▶ [SET EXERCISE] Find the line containing "Each instance of the rocky" in the material below; copy that line and all following lines exactly.

▶ [Rows from a pointing dataset]
┏━━
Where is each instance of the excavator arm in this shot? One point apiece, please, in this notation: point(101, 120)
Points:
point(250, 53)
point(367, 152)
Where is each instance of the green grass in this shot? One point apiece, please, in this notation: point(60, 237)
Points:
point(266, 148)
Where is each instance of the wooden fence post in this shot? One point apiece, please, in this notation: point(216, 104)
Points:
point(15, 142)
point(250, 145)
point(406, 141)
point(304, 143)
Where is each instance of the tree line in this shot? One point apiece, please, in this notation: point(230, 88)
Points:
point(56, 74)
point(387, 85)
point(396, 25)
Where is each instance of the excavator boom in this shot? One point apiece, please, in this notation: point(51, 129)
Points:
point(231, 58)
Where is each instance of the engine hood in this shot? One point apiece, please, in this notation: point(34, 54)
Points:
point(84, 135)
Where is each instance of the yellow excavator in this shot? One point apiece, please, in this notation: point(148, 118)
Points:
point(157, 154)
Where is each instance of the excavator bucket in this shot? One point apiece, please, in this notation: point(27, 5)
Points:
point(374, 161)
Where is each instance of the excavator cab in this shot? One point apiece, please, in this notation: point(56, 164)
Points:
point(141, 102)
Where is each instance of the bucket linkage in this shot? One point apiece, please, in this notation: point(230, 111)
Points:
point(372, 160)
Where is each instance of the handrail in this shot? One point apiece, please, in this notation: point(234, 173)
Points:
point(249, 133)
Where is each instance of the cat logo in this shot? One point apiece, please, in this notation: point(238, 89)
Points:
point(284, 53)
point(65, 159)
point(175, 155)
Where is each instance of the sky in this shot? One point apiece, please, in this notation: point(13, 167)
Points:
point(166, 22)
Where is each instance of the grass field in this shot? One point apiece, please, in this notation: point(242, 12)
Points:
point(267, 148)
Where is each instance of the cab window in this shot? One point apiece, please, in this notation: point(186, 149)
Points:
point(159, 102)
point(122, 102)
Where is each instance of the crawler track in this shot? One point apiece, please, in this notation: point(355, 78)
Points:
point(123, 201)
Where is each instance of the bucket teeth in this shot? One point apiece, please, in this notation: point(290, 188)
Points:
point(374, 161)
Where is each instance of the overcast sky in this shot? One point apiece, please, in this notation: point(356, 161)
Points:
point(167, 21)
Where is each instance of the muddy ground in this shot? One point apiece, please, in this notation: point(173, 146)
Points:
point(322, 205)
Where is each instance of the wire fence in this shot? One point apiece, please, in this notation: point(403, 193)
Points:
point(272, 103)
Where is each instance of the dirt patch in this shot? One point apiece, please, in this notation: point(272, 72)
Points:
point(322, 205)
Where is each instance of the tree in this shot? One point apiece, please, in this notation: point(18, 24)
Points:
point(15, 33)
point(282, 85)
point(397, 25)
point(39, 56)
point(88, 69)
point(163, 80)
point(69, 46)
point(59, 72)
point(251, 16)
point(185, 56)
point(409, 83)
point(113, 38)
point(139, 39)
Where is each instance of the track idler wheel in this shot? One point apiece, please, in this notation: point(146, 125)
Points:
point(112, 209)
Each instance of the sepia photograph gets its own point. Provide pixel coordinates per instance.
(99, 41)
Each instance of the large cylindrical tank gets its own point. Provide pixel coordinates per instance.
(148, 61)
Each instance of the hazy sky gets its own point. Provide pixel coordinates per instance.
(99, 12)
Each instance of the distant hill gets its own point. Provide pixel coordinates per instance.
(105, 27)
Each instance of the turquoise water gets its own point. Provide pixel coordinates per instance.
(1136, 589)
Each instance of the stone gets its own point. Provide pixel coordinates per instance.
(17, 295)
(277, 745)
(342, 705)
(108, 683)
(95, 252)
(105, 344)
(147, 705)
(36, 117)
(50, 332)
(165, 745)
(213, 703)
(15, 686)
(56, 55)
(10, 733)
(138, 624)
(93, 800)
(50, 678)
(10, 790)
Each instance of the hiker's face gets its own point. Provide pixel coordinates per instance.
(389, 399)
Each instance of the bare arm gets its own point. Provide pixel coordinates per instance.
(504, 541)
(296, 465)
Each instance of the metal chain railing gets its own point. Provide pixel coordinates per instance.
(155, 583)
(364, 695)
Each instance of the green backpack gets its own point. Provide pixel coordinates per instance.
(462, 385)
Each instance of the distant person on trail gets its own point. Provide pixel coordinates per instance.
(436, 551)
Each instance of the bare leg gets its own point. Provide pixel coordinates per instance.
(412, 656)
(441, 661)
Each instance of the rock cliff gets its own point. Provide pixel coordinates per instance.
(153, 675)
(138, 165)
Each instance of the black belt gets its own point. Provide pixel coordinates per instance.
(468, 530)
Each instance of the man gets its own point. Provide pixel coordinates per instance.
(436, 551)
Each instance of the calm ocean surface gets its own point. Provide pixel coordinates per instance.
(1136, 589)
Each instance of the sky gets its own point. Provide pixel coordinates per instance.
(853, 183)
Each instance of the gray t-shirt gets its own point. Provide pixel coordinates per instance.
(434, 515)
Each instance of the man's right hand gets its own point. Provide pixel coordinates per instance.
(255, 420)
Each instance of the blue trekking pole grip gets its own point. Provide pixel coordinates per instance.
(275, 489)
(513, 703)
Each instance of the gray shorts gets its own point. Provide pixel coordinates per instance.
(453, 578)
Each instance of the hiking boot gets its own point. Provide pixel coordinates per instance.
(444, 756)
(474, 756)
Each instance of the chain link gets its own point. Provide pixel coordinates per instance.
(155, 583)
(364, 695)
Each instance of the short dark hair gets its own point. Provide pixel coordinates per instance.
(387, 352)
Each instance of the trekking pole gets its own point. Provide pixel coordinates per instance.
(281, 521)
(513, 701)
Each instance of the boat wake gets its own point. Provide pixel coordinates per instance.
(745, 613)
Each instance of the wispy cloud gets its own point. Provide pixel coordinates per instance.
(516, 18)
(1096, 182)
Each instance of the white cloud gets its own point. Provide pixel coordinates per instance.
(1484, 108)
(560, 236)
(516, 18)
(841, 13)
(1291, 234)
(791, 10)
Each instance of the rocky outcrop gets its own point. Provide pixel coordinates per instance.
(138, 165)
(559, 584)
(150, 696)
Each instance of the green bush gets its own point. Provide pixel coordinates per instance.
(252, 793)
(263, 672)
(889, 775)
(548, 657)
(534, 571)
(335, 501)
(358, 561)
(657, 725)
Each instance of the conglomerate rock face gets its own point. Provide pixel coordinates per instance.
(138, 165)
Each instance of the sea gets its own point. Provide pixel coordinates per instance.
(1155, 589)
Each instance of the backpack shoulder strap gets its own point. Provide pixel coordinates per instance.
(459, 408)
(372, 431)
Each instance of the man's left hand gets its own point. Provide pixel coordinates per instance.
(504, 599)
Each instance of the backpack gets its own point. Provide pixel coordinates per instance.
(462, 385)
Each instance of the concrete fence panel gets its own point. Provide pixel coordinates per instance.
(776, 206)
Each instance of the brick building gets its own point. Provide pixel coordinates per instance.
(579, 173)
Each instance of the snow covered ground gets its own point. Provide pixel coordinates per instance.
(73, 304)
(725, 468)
┗━━
▶ [SOLUTION TO THIS PROBLEM]
Each instance of the rocky outcrop gets its own point. Provide pixel coordinates per instance.
(138, 165)
(559, 584)
(150, 696)
Each instance of the green bush gets its own point. Provide pixel coordinates per instance.
(252, 793)
(263, 672)
(889, 775)
(548, 657)
(534, 571)
(335, 501)
(358, 561)
(657, 725)
Each instance of the conglomerate rock face gets its own point. Provide pixel coordinates per instance.
(138, 165)
Each instance of the sea gets its own point. Provide pixel coordinates per instance.
(1155, 589)
Each instance of the backpack shoulder strap gets its own point. Provide pixel coordinates per instance.
(459, 408)
(372, 431)
Each instance of the man's left hand gets its own point. Provide pixel coordinates per instance.
(504, 599)
Each instance of the backpack gets its own point. Provide pixel coordinates per instance.
(462, 385)
Each instance of the concrete fence panel gets its own point. Provide pixel coordinates per instance.
(776, 206)
Each instance of the brick building gets its own point. Provide pixel coordinates per instance.
(579, 173)
Each instance of the snow covered ground gets its own point. Provide pixel coordinates per instance.
(73, 304)
(725, 468)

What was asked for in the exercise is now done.